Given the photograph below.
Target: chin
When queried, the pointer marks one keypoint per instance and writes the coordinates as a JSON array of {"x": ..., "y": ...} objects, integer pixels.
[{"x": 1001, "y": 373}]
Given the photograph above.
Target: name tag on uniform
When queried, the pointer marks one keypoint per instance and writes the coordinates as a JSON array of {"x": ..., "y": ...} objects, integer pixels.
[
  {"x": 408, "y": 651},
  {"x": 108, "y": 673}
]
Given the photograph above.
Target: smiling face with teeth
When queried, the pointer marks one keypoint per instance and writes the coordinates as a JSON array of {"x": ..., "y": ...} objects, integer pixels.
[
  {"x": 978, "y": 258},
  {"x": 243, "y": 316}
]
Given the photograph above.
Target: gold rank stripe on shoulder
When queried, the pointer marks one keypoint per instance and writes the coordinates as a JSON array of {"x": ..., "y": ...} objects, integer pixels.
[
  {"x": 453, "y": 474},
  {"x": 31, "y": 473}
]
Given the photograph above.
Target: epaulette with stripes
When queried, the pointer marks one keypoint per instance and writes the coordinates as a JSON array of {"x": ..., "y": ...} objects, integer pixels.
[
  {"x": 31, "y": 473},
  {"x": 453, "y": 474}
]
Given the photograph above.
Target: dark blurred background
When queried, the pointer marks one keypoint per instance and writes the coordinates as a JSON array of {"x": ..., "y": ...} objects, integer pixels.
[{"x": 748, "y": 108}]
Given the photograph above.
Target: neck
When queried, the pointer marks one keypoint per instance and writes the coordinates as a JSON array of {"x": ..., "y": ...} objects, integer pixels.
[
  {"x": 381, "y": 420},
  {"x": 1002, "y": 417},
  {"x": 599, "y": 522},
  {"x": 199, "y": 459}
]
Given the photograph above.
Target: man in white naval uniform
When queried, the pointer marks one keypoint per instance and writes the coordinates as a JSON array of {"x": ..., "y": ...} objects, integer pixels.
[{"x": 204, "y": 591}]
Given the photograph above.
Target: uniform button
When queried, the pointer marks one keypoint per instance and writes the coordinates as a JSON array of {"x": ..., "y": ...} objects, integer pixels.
------
# TO BE DONE
Copy out each record exactly as given, omitting none.

# TASK RESULT
Given the photograph below.
Target: chin
When queried, the pointer marks one keypoint per instance and writes the coordinates as a JSON array of {"x": ..., "y": ...} objects, integer pixels.
[{"x": 1001, "y": 373}]
Given the photograph above.
Target: name tag on uniform
When queried, the pointer marks one keypoint per instance and writes the coordinates as a JSON array of {"x": ..., "y": ...} objects, integer pixels.
[
  {"x": 408, "y": 651},
  {"x": 108, "y": 673}
]
Given the photograph above.
Target: smiling face with teeth
When queried, the pointer marks one keypoint per instance and writes the coordinates as a JSON array of {"x": ..., "y": ...} objects, integer pixels.
[
  {"x": 978, "y": 258},
  {"x": 243, "y": 316}
]
Given the photograph above.
Target: gold rank stripe on shoulder
When queried, the pointer marks one keypoint per instance and writes the coordinates as a JSON array of {"x": ..., "y": ...} objects, integer pixels.
[
  {"x": 453, "y": 474},
  {"x": 31, "y": 473}
]
Given the photograph above.
Target: epaulette with stripes
When queried, the pointer marks one keypoint per instance and writes the coordinates as a JSON array of {"x": ..., "y": ...} objects, integer pixels.
[
  {"x": 31, "y": 473},
  {"x": 453, "y": 474}
]
Given the photograph above.
Target: dark blurred background
When queried, the pointer marks one keypoint per instance and writes the coordinates as a JSON array of {"x": ..., "y": ...} objects, integer pixels.
[{"x": 748, "y": 108}]
Given the photograph above.
Target: neck
When queried, the pointer marks one keypoint per instance and writes the coordinates as a JSON array of {"x": ..., "y": ...} objects, integer pixels.
[
  {"x": 381, "y": 420},
  {"x": 1002, "y": 417},
  {"x": 599, "y": 522},
  {"x": 199, "y": 459}
]
Given the photograph above.
Target: man in white naval uniform
When queried, the pointer marks one keypoint per instance and writes the coordinates as a JSON array of {"x": ..., "y": ...} objects, integer pixels.
[{"x": 204, "y": 591}]
Given the photograph above.
Target: uniform button
When queried, the pointer marks one keypoint per instance and writes the coordinates as a JSON array of {"x": ..., "y": ...} objects, integer pixels.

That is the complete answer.